For the listing below, report all lines that hold the word "shown".

Data extract |
-*-*-

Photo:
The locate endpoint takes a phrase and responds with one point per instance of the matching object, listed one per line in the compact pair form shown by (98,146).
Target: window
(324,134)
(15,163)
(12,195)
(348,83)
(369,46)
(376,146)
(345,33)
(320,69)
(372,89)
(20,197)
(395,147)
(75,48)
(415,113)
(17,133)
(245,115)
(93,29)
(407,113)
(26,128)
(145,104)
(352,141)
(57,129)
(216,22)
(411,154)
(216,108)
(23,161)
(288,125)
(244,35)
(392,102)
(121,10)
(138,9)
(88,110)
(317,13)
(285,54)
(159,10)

-*-*-

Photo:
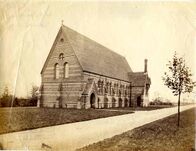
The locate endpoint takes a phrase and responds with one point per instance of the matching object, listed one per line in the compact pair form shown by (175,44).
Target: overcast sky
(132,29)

-*-*-

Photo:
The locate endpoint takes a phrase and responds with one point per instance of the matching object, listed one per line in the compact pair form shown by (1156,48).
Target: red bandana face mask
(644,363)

-*-*-

Expected output |
The locate endpoint takes a phrase and responds with one point per instance of the matching object, listed one per line in the compact pair form shown by (98,146).
The locate endpoint takes a phrase and responds with one point per instance of the matching object, listed one per line in the compact pair form shown by (175,44).
The locate endpoint takes a phrase and responds with one point per instance of the matching object, listed one per line in the compact pair form shown by (1156,48).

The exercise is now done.